[BEGIN Text provided]
Today, we know these algorithms, and this is why we know exactly what the architecture of our AV on chip, autonomous vehicle on chip, should be. We took that as building blocks of the EyeQ5, since the EyeQ5 is running now all our autonomous vehicle development. As I said, it is two EyeQ5 today, we have six EyeQ5s for L4 capability in early 2024 as a consumer vehicle in the Zeekr. It's going to be announced at CES that we have on our robo-taxi eight EyeQ5s. So we know exactly what are the algorithms, and therefore the EyeQ Ultra is respectful for all those learnings. We know exactly what are the algorithms and the architectures that we need for a level four vehicle.
IC: You said before the announcement for the Ultra chip, first silicon is in late 2023, production silicon in 2025. Can you go through where you are right now with the design? Do you have extensive RTL? It's clear that you're doing simulations? Where exactly do we stand, because you're 18 months away - which for most chips is a good chunk of the design cycle before first silicon.
AS: We are way above the 50% in RTL. So in a few months, we should have the 100% RTL and start the back-end phase. We’re working with ST Micro - our partnership with ST Microelectronics goes from 2005 From EyeQ1, to EyeQ Ultra.
IC: Other autonomous vehicles systems talk about how much they process - we've gone over the TOPs argument, but what sort of frames per second or response time is the EyeQ Ultra system targeting? Some vendors will focus on 60 frames per second, some will say 24 frames per second. What's your opinion there?
AS: Even those numbers are sometimes meaningless, because there are many many details that are being emitted. At the control level, we support between 50 to 100 hertz. In terms of perception, we're working at 18 frames per second, which is sufficient for perception. There are also all sorts of processes that are slower, some are at 9 FPS, which are not critical. They're only for redundancy, and there are processes that are on 24 FPS also. So there are many details when we talk about frames per second, it's not one monolithic number.
IC: On the discussion around chip packaging, is there anything special going on the packaging here with Ultra?
AS: So the packaging technology is ST’s IP, and they have been working on packaging for us on the EyeQ5, the EyeQ4, the EyeQ3, and EyeQ6. It's a legacy, a continuing legacy of building automotive grade packaging for very high-performance computing. All of our SoCs are, at the time of production, cutting-edge high-performance compute, and ST is matching that with the right package.
[END Text provided]
Things to do =>
1: Answer these questions about the interview:
(a) How many EyeQ5s are on the robo-taxi?
(b) At how many frames per second does perception run?
(c) In what year did the partnership with ST Microelectronics begin?
2: Can you transcribe the interview from "Today, we know" to "level four vehicle."?
[BEGIN Record set]
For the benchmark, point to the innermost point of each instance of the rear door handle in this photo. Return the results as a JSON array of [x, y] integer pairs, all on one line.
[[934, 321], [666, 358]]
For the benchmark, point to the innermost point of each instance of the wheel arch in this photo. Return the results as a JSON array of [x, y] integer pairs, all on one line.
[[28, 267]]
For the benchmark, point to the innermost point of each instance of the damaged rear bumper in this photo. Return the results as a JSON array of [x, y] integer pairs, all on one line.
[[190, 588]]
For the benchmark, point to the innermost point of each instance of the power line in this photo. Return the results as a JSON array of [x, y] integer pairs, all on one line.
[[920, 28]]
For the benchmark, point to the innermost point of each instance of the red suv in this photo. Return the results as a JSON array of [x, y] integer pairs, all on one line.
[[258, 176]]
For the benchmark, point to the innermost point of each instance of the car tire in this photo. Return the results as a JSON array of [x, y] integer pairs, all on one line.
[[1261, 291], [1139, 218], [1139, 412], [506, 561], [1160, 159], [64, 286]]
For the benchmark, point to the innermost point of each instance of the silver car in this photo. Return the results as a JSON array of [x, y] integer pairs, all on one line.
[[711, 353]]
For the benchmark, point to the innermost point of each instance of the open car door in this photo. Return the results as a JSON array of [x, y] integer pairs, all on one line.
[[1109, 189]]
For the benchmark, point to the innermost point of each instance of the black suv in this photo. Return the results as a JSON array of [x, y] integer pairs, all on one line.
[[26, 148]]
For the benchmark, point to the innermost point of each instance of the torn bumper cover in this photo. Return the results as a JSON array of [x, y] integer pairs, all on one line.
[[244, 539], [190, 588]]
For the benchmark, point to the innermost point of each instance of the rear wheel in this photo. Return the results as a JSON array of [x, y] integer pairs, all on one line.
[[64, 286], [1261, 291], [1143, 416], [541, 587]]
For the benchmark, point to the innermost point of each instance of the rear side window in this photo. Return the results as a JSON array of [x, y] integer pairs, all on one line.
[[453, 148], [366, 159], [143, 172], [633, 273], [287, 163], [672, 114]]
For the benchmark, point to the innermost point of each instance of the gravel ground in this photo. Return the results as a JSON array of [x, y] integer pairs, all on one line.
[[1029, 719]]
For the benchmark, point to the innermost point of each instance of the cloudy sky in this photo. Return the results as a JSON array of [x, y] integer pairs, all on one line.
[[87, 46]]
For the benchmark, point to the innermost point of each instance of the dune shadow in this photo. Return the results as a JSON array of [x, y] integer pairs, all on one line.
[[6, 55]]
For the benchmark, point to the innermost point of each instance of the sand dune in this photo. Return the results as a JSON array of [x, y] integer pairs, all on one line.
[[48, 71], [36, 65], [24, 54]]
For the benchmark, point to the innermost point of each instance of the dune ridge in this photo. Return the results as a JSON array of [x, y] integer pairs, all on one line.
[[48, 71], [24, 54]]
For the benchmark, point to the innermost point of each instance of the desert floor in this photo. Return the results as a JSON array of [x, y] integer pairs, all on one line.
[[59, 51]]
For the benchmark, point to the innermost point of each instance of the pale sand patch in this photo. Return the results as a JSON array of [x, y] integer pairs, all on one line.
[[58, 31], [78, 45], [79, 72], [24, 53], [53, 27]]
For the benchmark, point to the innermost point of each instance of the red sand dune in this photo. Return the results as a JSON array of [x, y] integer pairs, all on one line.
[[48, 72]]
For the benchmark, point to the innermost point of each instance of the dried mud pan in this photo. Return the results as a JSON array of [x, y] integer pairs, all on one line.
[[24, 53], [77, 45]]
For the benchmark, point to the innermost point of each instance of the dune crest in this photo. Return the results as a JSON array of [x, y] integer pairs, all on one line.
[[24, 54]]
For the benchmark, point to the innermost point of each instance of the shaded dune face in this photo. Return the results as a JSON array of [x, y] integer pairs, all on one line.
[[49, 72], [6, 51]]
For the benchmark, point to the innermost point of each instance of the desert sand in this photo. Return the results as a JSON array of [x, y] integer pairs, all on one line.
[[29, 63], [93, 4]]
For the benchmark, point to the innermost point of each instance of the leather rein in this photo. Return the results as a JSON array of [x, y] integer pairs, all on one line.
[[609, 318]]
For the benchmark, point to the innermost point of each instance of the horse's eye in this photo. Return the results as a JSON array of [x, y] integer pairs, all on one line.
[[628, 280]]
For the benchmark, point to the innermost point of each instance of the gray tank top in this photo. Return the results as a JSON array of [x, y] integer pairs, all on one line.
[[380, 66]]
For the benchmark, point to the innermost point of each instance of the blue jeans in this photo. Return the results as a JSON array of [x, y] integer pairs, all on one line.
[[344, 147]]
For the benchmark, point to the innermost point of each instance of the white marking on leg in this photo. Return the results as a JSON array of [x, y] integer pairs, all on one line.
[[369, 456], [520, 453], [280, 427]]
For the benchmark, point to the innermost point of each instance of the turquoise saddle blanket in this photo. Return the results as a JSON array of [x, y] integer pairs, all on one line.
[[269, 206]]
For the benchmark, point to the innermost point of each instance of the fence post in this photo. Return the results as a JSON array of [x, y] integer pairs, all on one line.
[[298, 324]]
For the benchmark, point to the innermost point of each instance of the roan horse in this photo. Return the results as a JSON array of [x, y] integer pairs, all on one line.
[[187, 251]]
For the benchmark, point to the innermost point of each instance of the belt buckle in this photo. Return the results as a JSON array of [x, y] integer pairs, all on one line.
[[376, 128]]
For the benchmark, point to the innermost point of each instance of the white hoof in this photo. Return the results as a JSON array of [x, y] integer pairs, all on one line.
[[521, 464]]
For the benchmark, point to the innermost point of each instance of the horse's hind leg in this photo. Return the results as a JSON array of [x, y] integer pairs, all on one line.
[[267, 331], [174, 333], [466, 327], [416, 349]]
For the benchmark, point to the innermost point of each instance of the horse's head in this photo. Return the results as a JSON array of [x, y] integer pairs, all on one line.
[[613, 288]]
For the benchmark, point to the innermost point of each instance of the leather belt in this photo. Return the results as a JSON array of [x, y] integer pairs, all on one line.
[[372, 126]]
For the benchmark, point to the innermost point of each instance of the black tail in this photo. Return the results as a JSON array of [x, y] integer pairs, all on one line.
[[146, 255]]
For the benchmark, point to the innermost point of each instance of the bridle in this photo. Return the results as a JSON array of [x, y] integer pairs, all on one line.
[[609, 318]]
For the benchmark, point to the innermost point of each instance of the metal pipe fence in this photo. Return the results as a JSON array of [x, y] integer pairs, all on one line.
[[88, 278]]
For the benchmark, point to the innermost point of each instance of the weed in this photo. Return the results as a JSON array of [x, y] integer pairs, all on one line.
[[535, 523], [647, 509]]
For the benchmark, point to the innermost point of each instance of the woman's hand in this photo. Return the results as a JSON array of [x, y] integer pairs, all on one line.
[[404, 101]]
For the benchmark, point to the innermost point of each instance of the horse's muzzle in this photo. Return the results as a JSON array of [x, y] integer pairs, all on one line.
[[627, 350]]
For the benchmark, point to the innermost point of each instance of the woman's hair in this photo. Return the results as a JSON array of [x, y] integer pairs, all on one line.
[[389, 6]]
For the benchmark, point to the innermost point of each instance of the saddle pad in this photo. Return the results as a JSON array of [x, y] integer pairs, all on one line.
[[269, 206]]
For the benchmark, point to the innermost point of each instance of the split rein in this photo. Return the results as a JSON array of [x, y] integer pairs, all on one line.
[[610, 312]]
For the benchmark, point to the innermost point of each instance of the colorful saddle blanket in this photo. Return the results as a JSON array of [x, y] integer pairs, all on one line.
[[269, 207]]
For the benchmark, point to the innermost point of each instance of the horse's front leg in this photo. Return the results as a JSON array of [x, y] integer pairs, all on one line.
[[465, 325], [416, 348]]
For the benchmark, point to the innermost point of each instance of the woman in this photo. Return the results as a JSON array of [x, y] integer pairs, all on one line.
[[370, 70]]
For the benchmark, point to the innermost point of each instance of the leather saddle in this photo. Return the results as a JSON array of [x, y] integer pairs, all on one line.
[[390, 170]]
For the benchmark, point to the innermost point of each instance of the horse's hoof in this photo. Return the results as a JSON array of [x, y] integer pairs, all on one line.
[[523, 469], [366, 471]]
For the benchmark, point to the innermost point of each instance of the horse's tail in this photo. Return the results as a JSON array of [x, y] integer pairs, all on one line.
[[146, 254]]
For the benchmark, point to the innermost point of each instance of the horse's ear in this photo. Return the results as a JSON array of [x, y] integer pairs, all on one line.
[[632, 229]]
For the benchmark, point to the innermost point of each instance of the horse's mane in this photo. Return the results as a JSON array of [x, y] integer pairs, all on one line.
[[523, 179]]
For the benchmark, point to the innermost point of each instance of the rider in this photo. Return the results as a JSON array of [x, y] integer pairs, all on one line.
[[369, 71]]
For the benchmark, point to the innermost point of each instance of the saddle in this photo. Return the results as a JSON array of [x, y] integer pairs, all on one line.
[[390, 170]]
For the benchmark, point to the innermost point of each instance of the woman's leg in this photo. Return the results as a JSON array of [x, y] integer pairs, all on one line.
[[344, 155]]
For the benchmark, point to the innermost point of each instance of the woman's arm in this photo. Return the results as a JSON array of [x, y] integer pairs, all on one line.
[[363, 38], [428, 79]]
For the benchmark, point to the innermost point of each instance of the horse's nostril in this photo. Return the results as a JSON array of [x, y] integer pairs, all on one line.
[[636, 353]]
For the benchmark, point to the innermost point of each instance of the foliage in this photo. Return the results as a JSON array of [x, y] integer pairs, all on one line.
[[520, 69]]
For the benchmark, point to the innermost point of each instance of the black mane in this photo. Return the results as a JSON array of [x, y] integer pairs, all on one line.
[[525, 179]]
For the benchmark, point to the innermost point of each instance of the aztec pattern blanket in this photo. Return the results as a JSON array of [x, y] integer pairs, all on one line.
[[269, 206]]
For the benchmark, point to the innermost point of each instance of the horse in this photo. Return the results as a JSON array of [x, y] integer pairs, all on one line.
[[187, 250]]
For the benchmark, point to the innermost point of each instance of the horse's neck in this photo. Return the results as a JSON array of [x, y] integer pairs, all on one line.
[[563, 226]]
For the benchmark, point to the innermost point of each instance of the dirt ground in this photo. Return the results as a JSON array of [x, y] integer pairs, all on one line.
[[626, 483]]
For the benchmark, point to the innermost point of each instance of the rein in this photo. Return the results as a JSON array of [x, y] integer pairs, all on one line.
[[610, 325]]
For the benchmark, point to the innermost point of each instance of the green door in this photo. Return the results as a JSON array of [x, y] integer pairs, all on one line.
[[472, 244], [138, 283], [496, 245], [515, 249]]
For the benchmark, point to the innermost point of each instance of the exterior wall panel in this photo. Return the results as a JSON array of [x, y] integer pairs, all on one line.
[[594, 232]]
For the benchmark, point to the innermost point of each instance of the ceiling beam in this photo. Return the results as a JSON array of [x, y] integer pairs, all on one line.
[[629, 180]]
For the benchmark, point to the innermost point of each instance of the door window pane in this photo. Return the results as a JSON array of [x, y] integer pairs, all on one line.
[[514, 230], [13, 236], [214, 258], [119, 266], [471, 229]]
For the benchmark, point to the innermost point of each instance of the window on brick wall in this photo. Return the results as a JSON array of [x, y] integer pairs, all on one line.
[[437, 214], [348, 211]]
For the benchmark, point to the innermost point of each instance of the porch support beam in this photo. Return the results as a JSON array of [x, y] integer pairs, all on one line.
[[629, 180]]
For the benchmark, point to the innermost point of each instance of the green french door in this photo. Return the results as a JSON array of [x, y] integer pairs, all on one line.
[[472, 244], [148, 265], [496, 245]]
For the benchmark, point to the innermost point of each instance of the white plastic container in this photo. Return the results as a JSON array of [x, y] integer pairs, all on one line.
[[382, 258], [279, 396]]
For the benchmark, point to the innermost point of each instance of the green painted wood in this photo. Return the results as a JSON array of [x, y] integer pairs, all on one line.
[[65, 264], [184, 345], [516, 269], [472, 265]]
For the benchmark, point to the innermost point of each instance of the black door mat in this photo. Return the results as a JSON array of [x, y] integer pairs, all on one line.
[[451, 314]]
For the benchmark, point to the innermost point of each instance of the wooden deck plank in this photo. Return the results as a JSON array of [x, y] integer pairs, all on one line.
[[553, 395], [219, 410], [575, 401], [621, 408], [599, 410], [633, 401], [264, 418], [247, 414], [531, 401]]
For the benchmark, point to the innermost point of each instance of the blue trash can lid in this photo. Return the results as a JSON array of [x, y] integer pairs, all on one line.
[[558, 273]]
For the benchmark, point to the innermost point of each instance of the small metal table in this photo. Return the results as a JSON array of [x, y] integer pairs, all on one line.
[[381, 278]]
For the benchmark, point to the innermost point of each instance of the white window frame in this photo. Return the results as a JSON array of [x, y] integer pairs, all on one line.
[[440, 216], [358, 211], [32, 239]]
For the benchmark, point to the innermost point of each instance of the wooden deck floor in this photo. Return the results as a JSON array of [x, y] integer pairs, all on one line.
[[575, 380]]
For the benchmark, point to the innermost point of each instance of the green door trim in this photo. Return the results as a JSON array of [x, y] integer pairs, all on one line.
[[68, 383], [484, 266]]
[END Record set]
The answers =>
1:
(a) Eight
(b) 18 frames per second
(c) 2005

2:
Today, we know these algorithms, and this is why we know exactly what the architecture of our AV on chip, autonomous vehicle on chip, should be. We took that as building blocks of the EyeQ5, since the EyeQ5 is running now all our autonomous vehicle development. As I said, it is two EyeQ5 today, we have six EyeQ5s for L4 capability in early 2024 as a consumer vehicle in the Zeekr. It's going to be announced at CES that we have on our robo-taxi eight EyeQ5s. So we know exactly what are the algorithms, and therefore the EyeQ Ultra is respectful for all those learnings. We know exactly what are the algorithms and the architectures that we need for a level four vehicle.